[Coordinate annotation entries]

******

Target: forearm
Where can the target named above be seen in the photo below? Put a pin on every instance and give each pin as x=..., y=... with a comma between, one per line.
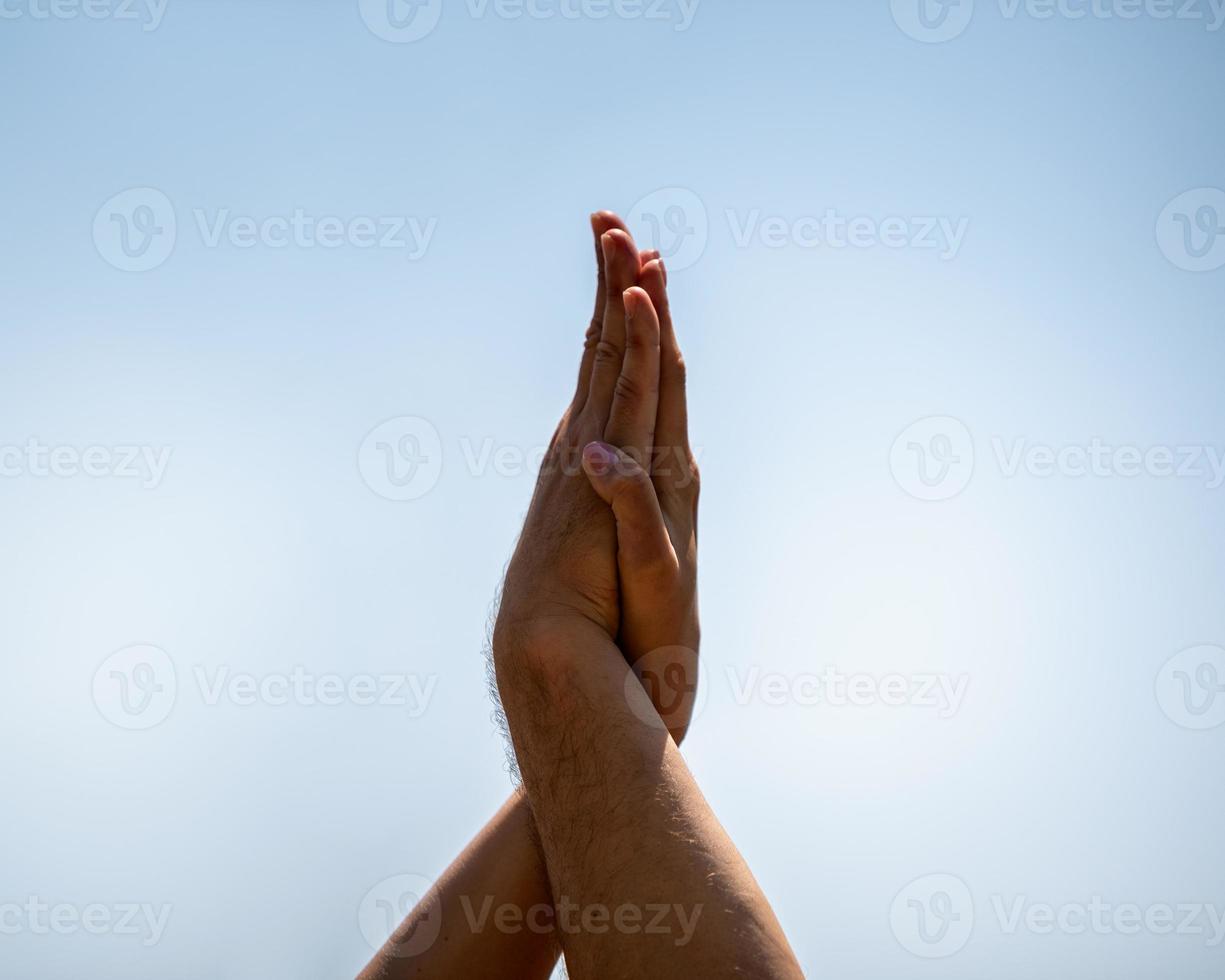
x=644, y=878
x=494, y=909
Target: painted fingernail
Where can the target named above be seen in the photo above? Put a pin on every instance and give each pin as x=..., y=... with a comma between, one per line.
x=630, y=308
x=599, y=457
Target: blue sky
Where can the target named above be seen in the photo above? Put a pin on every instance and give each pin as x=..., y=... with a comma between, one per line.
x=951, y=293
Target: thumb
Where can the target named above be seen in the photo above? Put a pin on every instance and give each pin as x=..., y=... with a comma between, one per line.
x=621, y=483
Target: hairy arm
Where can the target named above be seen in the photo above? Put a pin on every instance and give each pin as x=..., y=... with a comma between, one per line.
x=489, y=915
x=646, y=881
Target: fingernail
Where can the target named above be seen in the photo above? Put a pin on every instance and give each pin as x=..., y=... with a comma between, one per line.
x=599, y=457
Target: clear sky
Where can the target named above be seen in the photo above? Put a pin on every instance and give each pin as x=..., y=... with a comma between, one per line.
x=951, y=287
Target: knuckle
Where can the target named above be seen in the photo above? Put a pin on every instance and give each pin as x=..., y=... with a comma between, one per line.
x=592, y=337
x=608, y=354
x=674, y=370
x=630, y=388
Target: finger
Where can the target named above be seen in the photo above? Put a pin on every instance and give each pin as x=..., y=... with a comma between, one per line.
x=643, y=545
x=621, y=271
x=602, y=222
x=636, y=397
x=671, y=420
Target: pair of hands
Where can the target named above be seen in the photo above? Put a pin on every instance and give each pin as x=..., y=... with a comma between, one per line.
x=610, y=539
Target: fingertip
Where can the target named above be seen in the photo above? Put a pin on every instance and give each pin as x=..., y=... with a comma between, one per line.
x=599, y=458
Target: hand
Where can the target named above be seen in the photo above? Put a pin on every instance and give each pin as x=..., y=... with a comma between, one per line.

******

▶ **Requirement**: Keep only the lines from the one containing "Target: clear sky" to the end of the entries, and repeat them exactly.

▶ **Finished exercise**:
Target: clear sky
Where can the target named above be seen in the photo above? Put a pin on every instance and give each pin as x=..., y=... with a comma between, one per line.
x=951, y=287
Target: knuckle
Where can the target named above be seen in the photo above? Put a pin on every instance and give each pin as x=..., y=... with a comma between, one per line.
x=592, y=337
x=608, y=354
x=674, y=370
x=630, y=388
Target: finger
Where can the target named above be seen in the photo above? Put a pin on every instance and give each pin as x=..., y=... with a comma between, one per line.
x=643, y=545
x=621, y=271
x=602, y=222
x=636, y=397
x=671, y=420
Target: pair of hands
Where can the target named above be seen in the photo above? Put a pin on every instance and give each pin as x=..., y=... with a comma between, one per line.
x=610, y=539
Target: fingertip
Where can the target named above be seen in the photo above? Put a pin on every instance and give each pin as x=..., y=... with a comma between, one per line.
x=599, y=458
Target: hand
Where can the target named above be seen in the photo above? Put a pin on every instance and give each pin as x=..., y=... with a comma between, one per line.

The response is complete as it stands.